# What the task requires
Copy the records below word for word, leaving out the pictures.

# Record excerpts
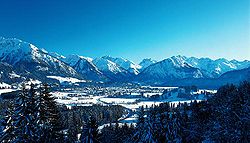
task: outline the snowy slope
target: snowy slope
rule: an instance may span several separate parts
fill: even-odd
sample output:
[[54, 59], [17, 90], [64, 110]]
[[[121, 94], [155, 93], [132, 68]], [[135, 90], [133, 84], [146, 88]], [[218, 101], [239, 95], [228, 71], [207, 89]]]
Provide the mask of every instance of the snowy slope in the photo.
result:
[[108, 78], [93, 64], [93, 59], [78, 55], [69, 55], [63, 59], [73, 67], [84, 79], [94, 81], [107, 81]]
[[240, 62], [236, 60], [229, 61], [224, 58], [212, 60], [209, 58], [182, 57], [185, 62], [193, 67], [201, 69], [212, 78], [217, 78], [228, 71], [244, 69], [250, 66], [250, 61], [247, 60]]
[[131, 73], [106, 57], [93, 60], [94, 65], [107, 77], [115, 81], [127, 80]]
[[145, 68], [147, 68], [148, 66], [156, 63], [157, 61], [156, 60], [153, 60], [151, 58], [148, 58], [148, 59], [143, 59], [141, 62], [140, 62], [140, 66], [141, 66], [141, 71], [143, 71]]
[[45, 50], [15, 38], [0, 38], [0, 62], [8, 63], [23, 77], [42, 81], [47, 75], [80, 77], [72, 67]]
[[138, 75], [140, 73], [141, 66], [138, 64], [135, 64], [134, 62], [124, 59], [124, 58], [113, 58], [111, 56], [104, 56], [102, 57], [104, 59], [107, 59], [109, 61], [112, 61], [122, 67], [123, 69], [129, 71], [130, 73], [134, 75]]
[[172, 79], [203, 78], [202, 72], [181, 57], [171, 57], [157, 62], [142, 71], [138, 80], [146, 83], [162, 83]]

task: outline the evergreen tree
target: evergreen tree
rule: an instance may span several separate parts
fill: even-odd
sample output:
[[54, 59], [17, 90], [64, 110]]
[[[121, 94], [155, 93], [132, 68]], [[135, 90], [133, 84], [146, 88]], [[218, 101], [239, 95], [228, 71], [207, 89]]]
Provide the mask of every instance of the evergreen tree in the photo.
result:
[[5, 109], [4, 117], [1, 120], [1, 126], [3, 127], [3, 129], [0, 134], [0, 142], [2, 143], [11, 142], [15, 137], [13, 133], [13, 113], [13, 106], [9, 105], [7, 109]]
[[50, 94], [48, 84], [43, 85], [41, 96], [45, 105], [45, 114], [42, 117], [44, 118], [42, 122], [44, 122], [45, 142], [61, 142], [63, 135], [60, 126], [60, 113], [54, 97]]
[[82, 143], [98, 143], [98, 125], [94, 117], [90, 117], [84, 124], [81, 134]]
[[28, 105], [31, 100], [28, 90], [23, 87], [15, 103], [13, 123], [15, 138], [13, 142], [35, 142], [34, 115]]

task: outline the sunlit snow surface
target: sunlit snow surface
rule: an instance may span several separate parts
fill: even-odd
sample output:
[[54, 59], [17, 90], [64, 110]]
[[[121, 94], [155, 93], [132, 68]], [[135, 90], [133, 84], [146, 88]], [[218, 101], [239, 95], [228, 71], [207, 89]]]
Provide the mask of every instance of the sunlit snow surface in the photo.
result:
[[56, 79], [60, 83], [63, 82], [70, 82], [70, 83], [77, 83], [77, 82], [86, 82], [85, 80], [80, 80], [77, 78], [72, 78], [72, 77], [61, 77], [61, 76], [47, 76], [48, 78]]
[[[173, 87], [171, 87], [173, 88]], [[197, 101], [204, 100], [204, 95], [201, 94], [204, 90], [199, 90], [197, 92], [193, 92], [192, 94], [199, 94]], [[210, 91], [210, 90], [206, 90]], [[215, 91], [210, 91], [215, 92]], [[178, 98], [178, 93], [173, 93], [167, 99], [162, 100], [145, 100], [145, 98], [141, 98], [139, 93], [131, 93], [132, 98], [128, 98], [126, 96], [122, 97], [108, 97], [108, 95], [103, 96], [95, 96], [83, 91], [64, 91], [64, 92], [52, 92], [56, 101], [61, 104], [65, 104], [68, 107], [70, 106], [91, 106], [93, 104], [101, 104], [101, 105], [121, 105], [128, 109], [136, 110], [140, 106], [151, 107], [152, 105], [159, 105], [164, 102], [170, 102], [173, 106], [176, 106], [180, 103], [190, 103], [194, 100], [187, 100], [184, 98]], [[150, 97], [152, 95], [161, 95], [162, 93], [144, 93], [144, 96]], [[138, 96], [138, 97], [137, 97]]]

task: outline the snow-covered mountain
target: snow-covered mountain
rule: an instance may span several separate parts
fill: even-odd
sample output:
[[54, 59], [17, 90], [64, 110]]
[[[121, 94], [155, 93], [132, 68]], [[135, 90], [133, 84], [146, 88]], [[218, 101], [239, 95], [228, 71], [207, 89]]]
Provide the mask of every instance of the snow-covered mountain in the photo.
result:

# The solution
task: outline the snowy slope
target: snowy slope
rule: an instance may span several separate parts
fill: even-odd
sample output:
[[54, 59], [17, 90], [64, 110]]
[[[121, 94], [155, 93], [132, 68]], [[135, 90], [133, 84], [146, 88]], [[218, 101], [239, 95], [228, 71], [207, 89]]]
Provide the mask of every instance of the snowy slope in the photo.
result:
[[108, 78], [93, 64], [93, 59], [78, 55], [69, 55], [63, 59], [73, 67], [84, 79], [94, 81], [107, 81]]
[[240, 62], [236, 60], [229, 61], [224, 58], [212, 60], [209, 58], [182, 57], [185, 62], [193, 67], [201, 69], [212, 78], [217, 78], [228, 71], [244, 69], [250, 66], [250, 61], [247, 60]]
[[131, 73], [106, 57], [93, 60], [94, 65], [107, 77], [115, 81], [127, 80]]
[[145, 68], [147, 68], [148, 66], [156, 63], [157, 61], [156, 60], [153, 60], [151, 58], [148, 58], [148, 59], [143, 59], [141, 62], [140, 62], [140, 66], [141, 66], [141, 71], [143, 71]]
[[45, 50], [15, 38], [0, 38], [0, 62], [8, 63], [23, 77], [42, 81], [47, 75], [80, 77], [72, 67]]
[[138, 75], [140, 73], [141, 66], [138, 64], [135, 64], [134, 62], [124, 59], [124, 58], [113, 58], [111, 56], [104, 56], [102, 57], [104, 59], [107, 59], [109, 61], [112, 61], [122, 67], [123, 69], [129, 71], [130, 73], [134, 75]]
[[172, 79], [203, 78], [202, 72], [181, 57], [171, 57], [157, 62], [142, 71], [138, 80], [146, 83], [162, 83]]

task: outline the evergreen tree
target: evergreen tree
rule: an instance may span several separate parts
fill: even-odd
sample output:
[[54, 59], [17, 90], [64, 110]]
[[[121, 94], [155, 93], [132, 68]], [[135, 90], [133, 84], [146, 88]], [[218, 101], [239, 95], [228, 71], [207, 89]]]
Provide the mask of every instance of the evergreen tree in the photo.
result:
[[5, 109], [4, 117], [1, 120], [1, 126], [3, 127], [3, 129], [0, 134], [0, 142], [2, 143], [11, 142], [15, 137], [13, 133], [13, 113], [13, 106], [9, 105], [7, 109]]
[[50, 94], [48, 84], [43, 85], [41, 96], [45, 105], [45, 114], [42, 117], [44, 118], [42, 122], [44, 122], [45, 142], [61, 142], [63, 135], [60, 126], [60, 113], [54, 97]]
[[82, 143], [98, 143], [98, 125], [94, 117], [90, 117], [84, 124], [81, 134]]
[[28, 105], [31, 100], [28, 90], [23, 87], [15, 103], [13, 123], [15, 138], [13, 142], [35, 142], [34, 115]]

task: outline the sunlit snow surface
target: sunlit snow surface
rule: an instance may span several separate parts
fill: even-odd
sample output:
[[54, 59], [17, 90], [64, 110]]
[[[121, 94], [155, 93], [132, 68]], [[135, 90], [133, 84], [146, 88]], [[218, 101], [239, 95], [228, 71], [207, 89]]]
Provide the mask of every instance of the sunlit snow surface in the photo.
result:
[[56, 79], [60, 83], [63, 82], [70, 82], [70, 83], [77, 83], [77, 82], [86, 82], [85, 80], [80, 80], [77, 78], [72, 78], [72, 77], [61, 77], [61, 76], [47, 76], [48, 78]]
[[[173, 87], [171, 87], [173, 88]], [[197, 101], [204, 100], [204, 95], [201, 94], [204, 90], [199, 90], [197, 92], [193, 92], [192, 94], [199, 94]], [[210, 91], [210, 90], [206, 90]], [[215, 91], [210, 91], [215, 92]], [[178, 98], [178, 93], [173, 93], [167, 99], [162, 100], [145, 100], [145, 98], [141, 98], [139, 93], [131, 93], [132, 98], [128, 98], [126, 96], [122, 97], [108, 97], [108, 95], [103, 96], [95, 96], [83, 91], [64, 91], [64, 92], [52, 92], [56, 101], [61, 104], [65, 104], [68, 107], [70, 106], [91, 106], [93, 104], [101, 104], [101, 105], [121, 105], [128, 109], [136, 110], [140, 106], [151, 107], [152, 105], [159, 105], [164, 102], [170, 102], [173, 106], [176, 106], [180, 103], [190, 103], [194, 100], [187, 100], [184, 98]], [[150, 97], [152, 95], [161, 95], [162, 93], [144, 93], [144, 96]], [[138, 96], [138, 97], [137, 97]]]

task: outline the snow-covered mountain
target: snow-covered mountain
rule: an instance may span several separate parts
fill: even-odd
sample output:
[[54, 59], [17, 90], [64, 110]]
[[[121, 94], [155, 93], [132, 68]], [[135, 90], [133, 84], [146, 88]], [[218, 101], [239, 95], [228, 71], [207, 89]]]
Provide the mask of every instance of the snow-covered mountain in the photo.
result:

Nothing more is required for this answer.